◆ **HOW TO COMPLETE THIS TASK**
This exercise calls for every record to be set down again, exactly and in full.

Saved entries
==============================

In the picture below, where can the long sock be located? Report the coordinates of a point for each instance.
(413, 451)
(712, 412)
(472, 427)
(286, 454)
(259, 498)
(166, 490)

==============================

◆ **WORKED SOLUTION**
In the picture below, where can the long sock be located? Report the coordinates of a point for each instance.
(413, 451)
(712, 412)
(472, 427)
(286, 454)
(259, 498)
(166, 490)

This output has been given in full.